GIVEN TEXT
· · · ·

Benefits of Using Hypnosis for Childbirth

  • Fewer drugs or no drugs at all mean less risk of side effects to mother and baby.
  • Resistance of the birthing muscles as a response to pain is minimized or eliminated, allowing for shorter labors.
  • Relaxation throughout the birthing process results in an awake, energized mother.
  • The birthing environment is more calm and peaceful.
  • Breech and posterior babies can be turned using hypnosis.
  • There can be fewer interventions and complications during labor.
  • Babies may be better sleepers and nursers due to fewer drugs in their systems.

How to Study: Where Do You Start?

Research all options to find a hypnobirthing program that allows you to achieve your goal. Here’s how to begin:

Seek out a qualified hypnotherapist for office sessions.

Interview hypnotherapists before working with one and ask what type of program they have for childbirth using hypnosis, as not all of them already have an effective program in their practice. A good program will include at least four sessions in the office (six to seven are optimal), with the last session one week before the estimated due date. It should also include at least one tape or CD to listen to at home by yourself, and one or more cues for the birth companion to practice that help you relax and go deeper into hypnosis.

Many hypnotherapists have developed their own effective childbirth hypnosis programs, and some will use and modify programs such as Gerald Kein’s Painless Childbirth Program. The attraction to this kind of program is that it allows hypnotherapists to adapt the program to fit the needs of their own practice, creating their own scripts and tapes from the original program sessions, and fully modify them to the needs of each woman’s needs. This helps tremendously with women who have personal issues that need to be resolved, such as VBAC moms, those who have had a past negative birth experience, or those who have specific fears about childbirth.

Choose a home study course.

To find one, do a search on the Internet for: “hypnosis, childbirth, home study.” An adequate home study program will have detailed information on hypnosis and how to use it in childbirth, and hypno-tools for you to achieve your goals: books, CDs, tapes, or DVDs, handouts, hypnosis scripts. As you will be studying on your own, it is your responsibility to gain as much knowledge as possible, so choose well.

A popular self-study program is called New Way Childbirth, which uses audio and video materials for all three trimesters of pregnancy, bonding, and labor and delivery.

Take a hypnosis-for-childbirth class in your area.

Classes may be taught at hospitals, birth centers, and instructors’ homes. The instructors’ backgrounds can vary widely: hypnotherapist, nurse, doula, or childbirth educator. The more training and experience they have in the fields they are teaching, the better. It will benefit you to interview them before signing up for a class.

To locate a class, call local hospitals and physicians’ offices, or do a search on the Internet for: “hypnosis, childbirth, education.”

· · · ·

SOURCE MATERIAL
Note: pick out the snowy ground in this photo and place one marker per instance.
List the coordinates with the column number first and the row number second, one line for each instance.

· · · ·

WHAT THE EXERCISE ASKS
In the text on hypnosis for childbirth, when should the last office session of a good program take place?

EXERCISE RESPONSE
One week before the estimated due date.